§ Exercise material:
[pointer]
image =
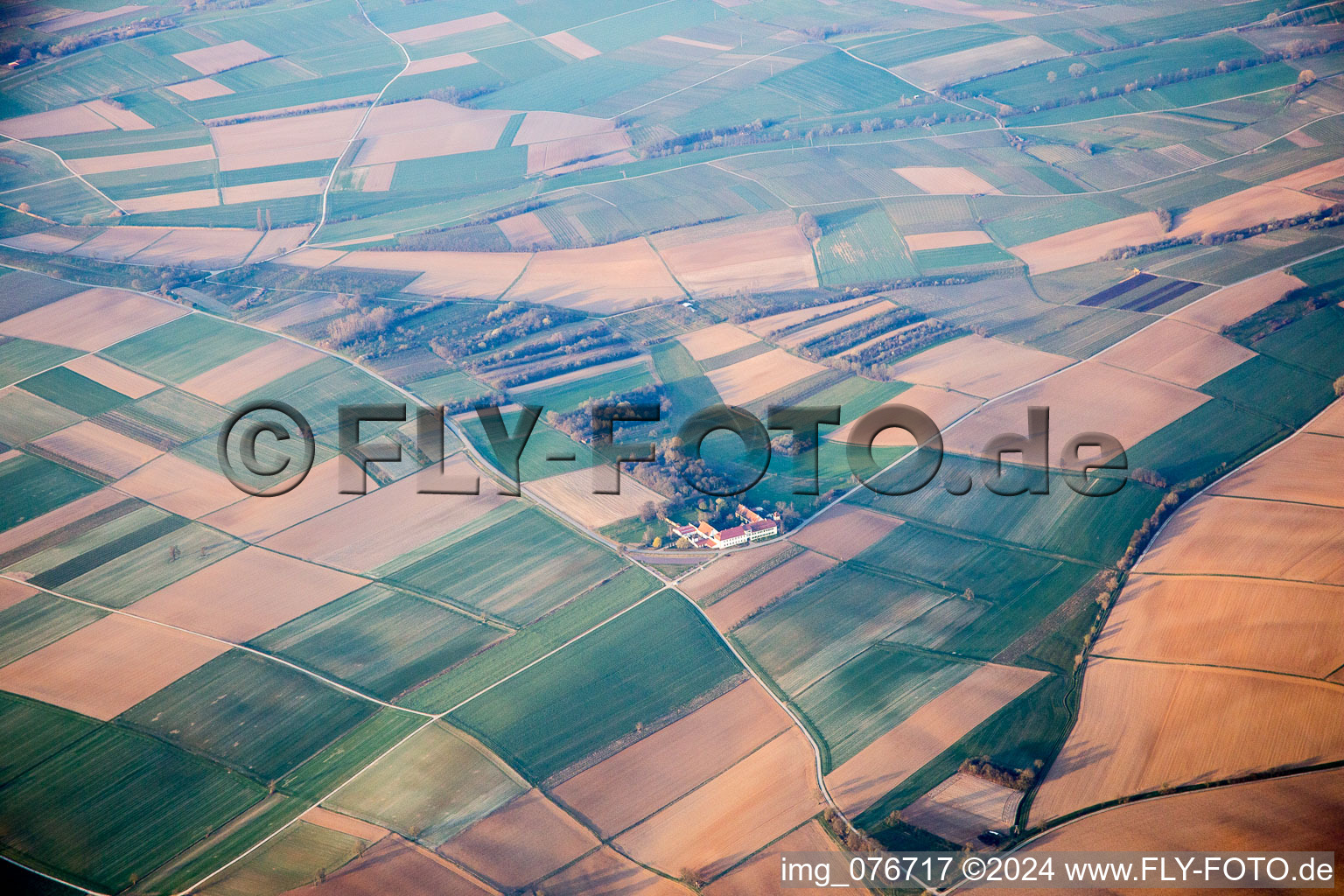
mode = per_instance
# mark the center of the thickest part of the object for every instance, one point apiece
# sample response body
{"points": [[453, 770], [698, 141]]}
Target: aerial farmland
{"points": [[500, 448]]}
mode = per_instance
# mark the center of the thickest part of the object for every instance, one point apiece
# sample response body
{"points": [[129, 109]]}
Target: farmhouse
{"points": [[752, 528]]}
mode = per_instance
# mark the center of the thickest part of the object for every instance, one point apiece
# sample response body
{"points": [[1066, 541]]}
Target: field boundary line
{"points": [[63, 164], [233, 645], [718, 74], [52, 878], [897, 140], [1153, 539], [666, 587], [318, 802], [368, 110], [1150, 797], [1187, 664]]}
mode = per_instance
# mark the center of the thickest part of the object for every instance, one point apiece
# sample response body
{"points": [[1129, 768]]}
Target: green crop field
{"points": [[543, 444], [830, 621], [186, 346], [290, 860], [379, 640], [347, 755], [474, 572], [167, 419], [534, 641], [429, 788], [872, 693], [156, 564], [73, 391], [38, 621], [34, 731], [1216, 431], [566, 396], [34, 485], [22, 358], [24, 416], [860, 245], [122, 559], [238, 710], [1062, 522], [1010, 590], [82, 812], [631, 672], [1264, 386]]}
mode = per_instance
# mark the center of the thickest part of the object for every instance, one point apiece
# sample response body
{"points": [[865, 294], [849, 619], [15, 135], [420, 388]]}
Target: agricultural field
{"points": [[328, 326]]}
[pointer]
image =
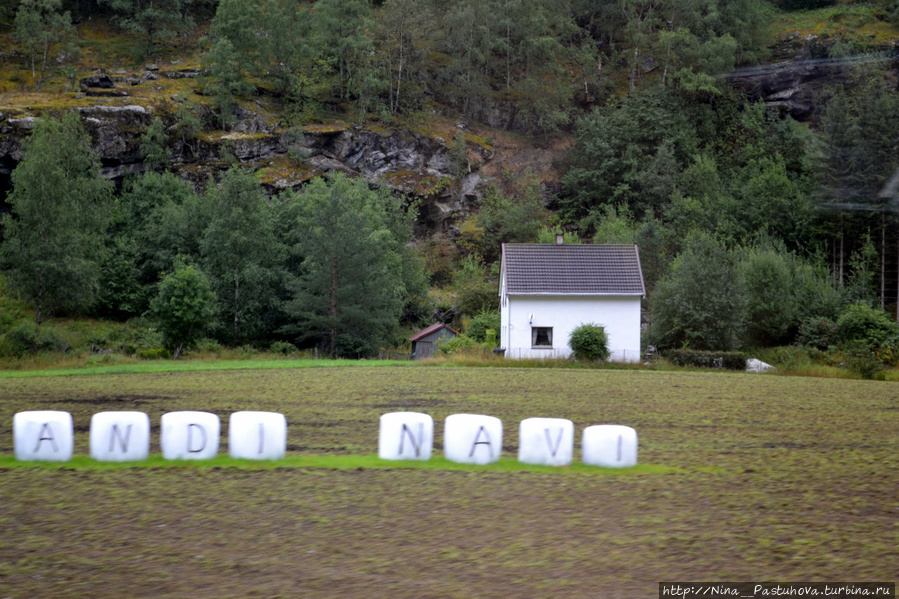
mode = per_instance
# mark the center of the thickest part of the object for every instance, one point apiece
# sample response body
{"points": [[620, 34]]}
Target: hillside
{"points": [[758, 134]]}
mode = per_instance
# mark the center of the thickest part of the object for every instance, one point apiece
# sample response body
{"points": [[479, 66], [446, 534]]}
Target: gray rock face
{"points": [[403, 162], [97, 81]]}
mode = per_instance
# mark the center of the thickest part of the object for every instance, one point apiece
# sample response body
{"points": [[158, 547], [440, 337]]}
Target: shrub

§ What you have to do: Pictures are to be left out. Everything else in the records must be written out exactly.

§ Your solution:
[pointer]
image =
mode = per_instance
# mark the center of the thickest part of the object for every instance, one point apiece
# sample response body
{"points": [[453, 770], [698, 141]]}
Target: aerial farmland
{"points": [[500, 448]]}
mode = per_instance
# mark the center of the thickest part of the object for every instance, one point apiece
# sample response body
{"points": [[129, 109]]}
Target: farmhouse
{"points": [[752, 528]]}
mode = per_instance
# mark the center of the thickest part of the object for every instance, one point apiece
# sample response body
{"points": [[1066, 541]]}
Target: field boundary line
{"points": [[63, 164], [233, 645], [718, 74], [52, 878], [897, 140], [1153, 539], [666, 587], [318, 802], [368, 110], [1150, 797], [1187, 664]]}
mode = per_instance
# mark the center of the thickest part of the object for every instance, one point apiece
# sample response body
{"points": [[1129, 768]]}
Target: green crop field
{"points": [[543, 444], [830, 621], [186, 346], [290, 860], [379, 640], [347, 755], [474, 572], [167, 419], [534, 641], [429, 788], [872, 693], [156, 564], [73, 391], [38, 621], [34, 731], [1216, 431], [566, 396], [34, 485], [22, 358], [24, 416], [860, 245], [122, 559], [238, 710], [1062, 522], [1010, 590], [82, 812], [631, 672], [1264, 386]]}
mode = per_instance
# mark the center of the thickest part of the object for every instance, one point apiece
# sample response body
{"points": [[865, 294], [849, 619], [15, 135], [420, 388]]}
Target: agricultural field
{"points": [[328, 326]]}
[pointer]
image =
mode = per_instance
# mark the center of the thickest part of the object for every instance, one point apiece
# sample response body
{"points": [[620, 34]]}
Target: hillside
{"points": [[758, 134]]}
mode = per_instance
# mark the center of the thickest part of the object for every instance, one point apiece
# sample response body
{"points": [[479, 66], [446, 534]]}
Target: gray rock face
{"points": [[403, 162], [97, 81]]}
mode = per_instance
# mark the center of the thickest part of the object for every instance, one point apiece
# sample response body
{"points": [[158, 547], [440, 337]]}
Target: shrub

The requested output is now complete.